▸ GIVEN PROBLEM
Reproduce every line of the data below word for word, with no changes.

▸ THE RECORDS
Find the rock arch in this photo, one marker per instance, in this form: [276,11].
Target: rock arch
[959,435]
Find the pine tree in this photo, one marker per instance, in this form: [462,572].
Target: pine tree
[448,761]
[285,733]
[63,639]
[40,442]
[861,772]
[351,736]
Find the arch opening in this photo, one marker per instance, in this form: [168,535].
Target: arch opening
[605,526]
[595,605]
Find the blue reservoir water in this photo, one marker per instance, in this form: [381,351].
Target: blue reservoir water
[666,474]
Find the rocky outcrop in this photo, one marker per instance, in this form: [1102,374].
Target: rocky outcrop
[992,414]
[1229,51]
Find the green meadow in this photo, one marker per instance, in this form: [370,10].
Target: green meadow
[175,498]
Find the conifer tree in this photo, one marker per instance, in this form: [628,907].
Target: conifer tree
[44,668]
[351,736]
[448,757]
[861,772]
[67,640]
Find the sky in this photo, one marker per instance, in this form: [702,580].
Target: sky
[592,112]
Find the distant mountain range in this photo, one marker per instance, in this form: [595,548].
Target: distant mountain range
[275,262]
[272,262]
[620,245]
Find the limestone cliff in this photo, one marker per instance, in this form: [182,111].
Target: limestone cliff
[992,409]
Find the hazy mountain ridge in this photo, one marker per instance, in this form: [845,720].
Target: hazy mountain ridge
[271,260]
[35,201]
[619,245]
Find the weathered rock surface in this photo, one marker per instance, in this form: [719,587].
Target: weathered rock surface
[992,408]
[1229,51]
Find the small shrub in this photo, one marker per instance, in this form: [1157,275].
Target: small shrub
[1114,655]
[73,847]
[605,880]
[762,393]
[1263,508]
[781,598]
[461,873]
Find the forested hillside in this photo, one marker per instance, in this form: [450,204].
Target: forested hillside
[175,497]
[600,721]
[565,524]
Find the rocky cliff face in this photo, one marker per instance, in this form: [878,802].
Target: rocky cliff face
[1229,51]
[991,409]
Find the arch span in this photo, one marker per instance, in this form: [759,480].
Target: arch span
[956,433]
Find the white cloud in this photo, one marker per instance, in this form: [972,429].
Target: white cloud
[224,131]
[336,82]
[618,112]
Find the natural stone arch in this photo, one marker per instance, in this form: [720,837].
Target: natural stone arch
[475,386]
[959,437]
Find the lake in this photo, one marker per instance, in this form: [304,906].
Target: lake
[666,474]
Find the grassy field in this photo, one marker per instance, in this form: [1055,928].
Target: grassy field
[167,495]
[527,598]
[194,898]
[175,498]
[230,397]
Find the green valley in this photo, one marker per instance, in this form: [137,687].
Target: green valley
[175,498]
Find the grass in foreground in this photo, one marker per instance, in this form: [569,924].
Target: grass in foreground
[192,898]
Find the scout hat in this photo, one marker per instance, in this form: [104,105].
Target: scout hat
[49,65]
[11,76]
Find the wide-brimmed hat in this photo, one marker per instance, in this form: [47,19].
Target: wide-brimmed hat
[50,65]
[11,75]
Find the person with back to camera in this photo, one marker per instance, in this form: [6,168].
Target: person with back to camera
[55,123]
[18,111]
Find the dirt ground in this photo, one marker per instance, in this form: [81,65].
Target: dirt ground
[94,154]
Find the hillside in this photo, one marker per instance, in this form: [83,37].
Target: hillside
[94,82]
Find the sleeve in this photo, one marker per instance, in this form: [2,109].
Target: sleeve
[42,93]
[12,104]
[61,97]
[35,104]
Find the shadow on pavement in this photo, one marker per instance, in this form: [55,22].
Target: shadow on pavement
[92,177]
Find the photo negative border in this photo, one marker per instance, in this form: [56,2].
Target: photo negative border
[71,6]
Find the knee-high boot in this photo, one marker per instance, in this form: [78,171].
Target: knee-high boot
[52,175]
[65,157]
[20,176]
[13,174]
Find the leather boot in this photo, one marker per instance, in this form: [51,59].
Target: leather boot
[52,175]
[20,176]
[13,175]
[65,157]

▸ EXERCISE RESULT
Find the rock arch in this photo, one marker per instance, in this form: [276,11].
Target: rock arch
[959,435]
Find the pine tree in this photo, one marker per instance, in this form: [462,572].
Target: pine tree
[448,761]
[285,733]
[63,639]
[40,442]
[861,772]
[351,736]
Find the arch opening in this photo, one marker per instance, in this form: [168,535].
Target: arch opening
[605,526]
[595,605]
Find the blue reservoir water in this photo, one marker per instance, in this form: [381,351].
Target: blue reservoir water
[666,474]
Find the rocky outcrop in this photo, one marker per instance, in this form: [1102,374].
Target: rocky outcrop
[992,414]
[1229,51]
Find the green meadow in this photo, one marker per instance, in this form: [370,10].
Target: green meadow
[175,498]
Find the conifer tree in this photo, one marker per instance, in this form: [628,907].
Target: conifer tree
[44,668]
[351,736]
[448,757]
[861,772]
[67,640]
Find the sky in this photo, one marker per instance, in this form: [702,580].
Target: sky
[592,112]
Find the distant mountain range in this photo, one marker per instance, in this form: [595,548].
Target: distant mountain range
[275,262]
[272,262]
[620,245]
Find the limestone cliff in this photo, one marker per instance, in this form: [182,111].
Target: limestone cliff
[992,409]
Find the hazy mountain ridge in this photo, one marker per instance, in this form: [845,720].
Target: hazy mountain ridge
[271,260]
[35,201]
[619,245]
Find the weathered rock surface in this photo, one marker per instance, in this form: [719,587].
Target: weathered rock surface
[992,408]
[1229,51]
Find the small shrub in this photo, one marker per instance, in this form: [1157,275].
Target: small shrub
[1114,655]
[73,847]
[605,880]
[762,393]
[1263,508]
[781,598]
[461,873]
Find the forested hillside in this photo, one marker per instance, in this form: [450,204].
Target: forested hillside
[175,497]
[600,721]
[565,524]
Find the rocky cliff face in this photo, one marker per instance, in this form: [878,802].
Target: rocky cliff face
[1229,51]
[991,409]
Find the arch span in this photo, one marker per instance, in this form: [759,480].
Target: arch span
[956,433]
Find the white cloud in this photo, one marker per instance, in this form: [972,429].
Target: white cloud
[224,131]
[336,82]
[618,112]
Find the natural stone arch in this photo, one marker per instance, in this form: [720,837].
Target: natural stone arch
[475,386]
[959,437]
Find the lake in this photo, one marker per instance, in this form: [304,906].
Target: lake
[666,474]
Find the grassy field in this photo, one marker per instance, in this form: [1055,928].
Target: grassy field
[167,495]
[527,598]
[194,898]
[175,498]
[230,397]
Find the green valley in this photo, one marker per instance, in this form: [137,687].
Target: green valley
[175,498]
Find the grass in foreground in this photo, one marker per instance, in this form: [569,924].
Target: grass in foreground
[192,898]
Find the scout hat in this photo, one marker per instance, in this form: [104,105].
Target: scout hat
[49,65]
[11,76]
Find the wide-brimmed hat in this photo, one marker per instance, in this form: [47,19].
Target: wide-brimmed hat
[50,65]
[11,75]
Find the person with back to camera in this photo, one marker per instance, in this form: [6,168].
Target: person with back to camera
[55,123]
[18,111]
Find the dirt ground in this photo, one marker per instance, in this form: [81,65].
Target: dirt ground
[94,154]
Find the hillside in this photo, one marker per instance, in this form: [83,37].
Target: hillside
[94,82]
Find the sleeve in this photo, one marker per instance, in this form: [2,109].
Target: sleeve
[42,93]
[12,104]
[61,97]
[35,104]
Find the shadow on pavement in this photo, one marker per instance, in this form: [55,22].
Target: shadow on pavement
[92,177]
Find the photo negative border in this photo, one marker per instance, in this form: [56,2].
Target: photo negative border
[71,6]
Find the knee-high boot in this photo, one marker per instance, in this form: [78,171].
Target: knee-high boot
[52,175]
[65,157]
[20,176]
[13,174]
Find the leather boot in this photo, one marker per instance, in this form: [51,59].
Target: leather boot
[52,175]
[20,176]
[13,175]
[65,157]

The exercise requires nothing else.